• [What is expected]: Extract the line that contains "Would you point out the bear's nose" and every line after it to the end of the records below, exactly as written and nothing else.

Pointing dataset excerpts
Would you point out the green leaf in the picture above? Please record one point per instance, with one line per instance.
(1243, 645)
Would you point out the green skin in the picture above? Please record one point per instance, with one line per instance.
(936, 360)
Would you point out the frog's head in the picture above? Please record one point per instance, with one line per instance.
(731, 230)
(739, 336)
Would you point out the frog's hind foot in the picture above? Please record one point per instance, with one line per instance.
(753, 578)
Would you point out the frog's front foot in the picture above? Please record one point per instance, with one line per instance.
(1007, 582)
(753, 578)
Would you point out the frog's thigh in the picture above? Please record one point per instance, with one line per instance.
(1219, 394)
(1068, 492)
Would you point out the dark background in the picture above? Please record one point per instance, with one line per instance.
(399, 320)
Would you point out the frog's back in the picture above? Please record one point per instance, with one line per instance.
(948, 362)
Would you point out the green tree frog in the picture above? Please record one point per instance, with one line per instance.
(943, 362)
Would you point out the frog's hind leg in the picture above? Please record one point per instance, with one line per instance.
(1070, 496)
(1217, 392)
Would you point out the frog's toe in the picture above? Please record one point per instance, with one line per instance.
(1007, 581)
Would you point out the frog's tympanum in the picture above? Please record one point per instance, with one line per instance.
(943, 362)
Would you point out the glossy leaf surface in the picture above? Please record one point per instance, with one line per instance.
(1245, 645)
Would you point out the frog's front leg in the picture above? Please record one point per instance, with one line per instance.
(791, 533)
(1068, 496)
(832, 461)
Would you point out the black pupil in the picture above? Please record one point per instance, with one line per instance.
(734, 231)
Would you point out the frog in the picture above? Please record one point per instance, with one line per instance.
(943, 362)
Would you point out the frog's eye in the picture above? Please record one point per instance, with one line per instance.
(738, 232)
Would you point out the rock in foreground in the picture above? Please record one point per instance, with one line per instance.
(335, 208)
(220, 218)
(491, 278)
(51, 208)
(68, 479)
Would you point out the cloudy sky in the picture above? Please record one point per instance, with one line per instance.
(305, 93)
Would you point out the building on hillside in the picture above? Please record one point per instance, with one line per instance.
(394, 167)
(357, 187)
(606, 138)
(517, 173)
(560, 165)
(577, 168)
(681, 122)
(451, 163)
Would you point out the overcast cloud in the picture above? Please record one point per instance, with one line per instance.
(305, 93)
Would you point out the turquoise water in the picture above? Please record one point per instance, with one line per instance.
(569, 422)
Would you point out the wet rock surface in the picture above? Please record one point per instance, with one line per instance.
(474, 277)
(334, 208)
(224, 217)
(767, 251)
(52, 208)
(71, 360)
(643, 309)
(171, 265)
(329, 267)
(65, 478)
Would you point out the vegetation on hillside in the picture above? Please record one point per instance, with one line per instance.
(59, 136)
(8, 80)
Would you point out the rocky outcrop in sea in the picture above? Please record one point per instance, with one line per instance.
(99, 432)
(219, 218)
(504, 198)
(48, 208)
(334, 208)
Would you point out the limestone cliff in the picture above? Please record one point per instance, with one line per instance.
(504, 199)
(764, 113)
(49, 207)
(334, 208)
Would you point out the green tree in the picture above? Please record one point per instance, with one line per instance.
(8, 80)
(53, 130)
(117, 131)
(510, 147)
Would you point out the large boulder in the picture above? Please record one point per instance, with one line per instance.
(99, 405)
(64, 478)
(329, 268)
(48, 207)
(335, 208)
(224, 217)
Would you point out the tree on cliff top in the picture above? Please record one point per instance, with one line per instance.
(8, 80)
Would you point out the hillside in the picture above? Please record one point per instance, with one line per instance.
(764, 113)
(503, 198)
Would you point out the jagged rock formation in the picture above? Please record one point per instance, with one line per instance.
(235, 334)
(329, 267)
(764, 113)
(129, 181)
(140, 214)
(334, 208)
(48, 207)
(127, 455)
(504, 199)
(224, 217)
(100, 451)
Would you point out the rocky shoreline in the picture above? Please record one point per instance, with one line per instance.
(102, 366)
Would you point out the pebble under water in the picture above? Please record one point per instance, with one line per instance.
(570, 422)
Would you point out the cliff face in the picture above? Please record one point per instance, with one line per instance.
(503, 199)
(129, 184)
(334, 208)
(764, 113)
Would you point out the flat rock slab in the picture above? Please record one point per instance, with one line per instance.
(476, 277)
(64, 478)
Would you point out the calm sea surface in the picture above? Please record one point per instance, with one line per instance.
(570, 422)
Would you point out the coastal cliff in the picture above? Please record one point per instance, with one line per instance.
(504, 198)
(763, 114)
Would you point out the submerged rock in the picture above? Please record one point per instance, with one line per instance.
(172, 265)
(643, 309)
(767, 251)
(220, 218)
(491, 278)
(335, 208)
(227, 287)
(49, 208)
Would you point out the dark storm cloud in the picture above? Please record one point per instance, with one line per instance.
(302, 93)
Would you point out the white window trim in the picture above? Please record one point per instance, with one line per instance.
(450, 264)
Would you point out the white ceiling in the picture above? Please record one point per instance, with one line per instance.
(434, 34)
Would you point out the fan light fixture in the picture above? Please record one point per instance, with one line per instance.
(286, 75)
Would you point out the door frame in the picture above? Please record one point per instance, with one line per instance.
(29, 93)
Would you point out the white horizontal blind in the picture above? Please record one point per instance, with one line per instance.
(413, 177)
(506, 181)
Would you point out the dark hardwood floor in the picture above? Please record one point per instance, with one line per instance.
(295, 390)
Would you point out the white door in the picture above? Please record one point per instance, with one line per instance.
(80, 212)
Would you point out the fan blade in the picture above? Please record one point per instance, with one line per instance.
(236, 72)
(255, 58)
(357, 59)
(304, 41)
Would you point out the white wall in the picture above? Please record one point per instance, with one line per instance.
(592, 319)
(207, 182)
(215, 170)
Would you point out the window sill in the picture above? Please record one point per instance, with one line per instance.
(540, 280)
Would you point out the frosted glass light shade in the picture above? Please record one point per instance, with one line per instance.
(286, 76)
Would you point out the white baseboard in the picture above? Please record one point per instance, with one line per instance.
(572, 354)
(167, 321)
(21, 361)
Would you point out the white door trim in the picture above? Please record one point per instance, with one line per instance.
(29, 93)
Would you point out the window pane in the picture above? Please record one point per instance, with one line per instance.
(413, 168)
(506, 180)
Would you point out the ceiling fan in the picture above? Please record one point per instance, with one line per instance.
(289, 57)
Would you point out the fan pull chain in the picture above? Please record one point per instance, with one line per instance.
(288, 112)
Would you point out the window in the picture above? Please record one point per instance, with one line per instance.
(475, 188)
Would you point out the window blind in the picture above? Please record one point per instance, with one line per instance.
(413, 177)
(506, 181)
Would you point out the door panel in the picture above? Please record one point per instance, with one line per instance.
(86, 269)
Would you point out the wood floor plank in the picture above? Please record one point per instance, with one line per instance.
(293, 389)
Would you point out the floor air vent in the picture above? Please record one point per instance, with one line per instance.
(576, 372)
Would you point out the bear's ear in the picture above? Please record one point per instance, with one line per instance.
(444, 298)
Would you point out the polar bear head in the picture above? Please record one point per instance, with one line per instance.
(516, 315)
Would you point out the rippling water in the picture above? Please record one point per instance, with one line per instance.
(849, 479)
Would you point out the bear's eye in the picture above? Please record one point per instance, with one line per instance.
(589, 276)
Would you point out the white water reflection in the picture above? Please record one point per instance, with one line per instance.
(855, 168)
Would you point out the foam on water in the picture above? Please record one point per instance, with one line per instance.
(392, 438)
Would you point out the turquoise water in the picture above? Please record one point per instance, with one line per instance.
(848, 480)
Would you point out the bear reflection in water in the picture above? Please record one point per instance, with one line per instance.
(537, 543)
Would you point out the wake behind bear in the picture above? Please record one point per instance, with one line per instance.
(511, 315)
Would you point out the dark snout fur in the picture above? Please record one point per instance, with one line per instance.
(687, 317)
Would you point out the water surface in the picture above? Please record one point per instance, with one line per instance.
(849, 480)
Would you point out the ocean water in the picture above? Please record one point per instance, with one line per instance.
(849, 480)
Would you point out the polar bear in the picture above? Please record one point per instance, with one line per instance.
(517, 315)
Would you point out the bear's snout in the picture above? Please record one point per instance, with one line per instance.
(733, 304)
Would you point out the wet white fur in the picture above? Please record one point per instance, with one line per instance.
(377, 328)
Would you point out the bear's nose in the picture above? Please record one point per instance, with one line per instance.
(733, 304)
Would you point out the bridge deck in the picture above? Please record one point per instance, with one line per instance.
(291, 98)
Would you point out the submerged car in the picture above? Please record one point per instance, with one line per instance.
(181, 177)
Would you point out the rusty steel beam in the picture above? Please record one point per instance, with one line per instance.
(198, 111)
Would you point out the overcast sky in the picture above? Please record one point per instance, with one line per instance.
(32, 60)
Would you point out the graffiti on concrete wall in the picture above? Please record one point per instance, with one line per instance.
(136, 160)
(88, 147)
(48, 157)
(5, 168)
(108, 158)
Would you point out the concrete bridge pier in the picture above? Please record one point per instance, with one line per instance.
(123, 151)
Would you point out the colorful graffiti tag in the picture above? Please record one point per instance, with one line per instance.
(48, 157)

• [Written answer]:
Would you point out the bear's nose in the picture above? Please record one point per instance, with one line per instance.
(733, 304)
Would you point out the bridge deck in the picture above? Please record one point per instance, with one line per instance.
(291, 98)
Would you point out the submerged car in the picture above? Please record one point per instance, with one line per instance.
(181, 177)
Would you point out the rusty steel beam in the picture above? Please record one point per instance, with one line per instance.
(198, 111)
Would you point out the overcast sky in the picture above? Please record one point per instance, with one line per instance.
(32, 60)
Would you point out the graffiti on concrete wall in the picture above? Please record one point per instance, with one line per instance.
(136, 160)
(88, 147)
(48, 157)
(5, 168)
(108, 158)
Would you point out the concrete bridge pier in the picture above? Please record one point per instance, with one line per instance.
(123, 151)
Would you point out the colorful graffiti tag in the picture above? Please record one point per instance, with one line per instance.
(48, 157)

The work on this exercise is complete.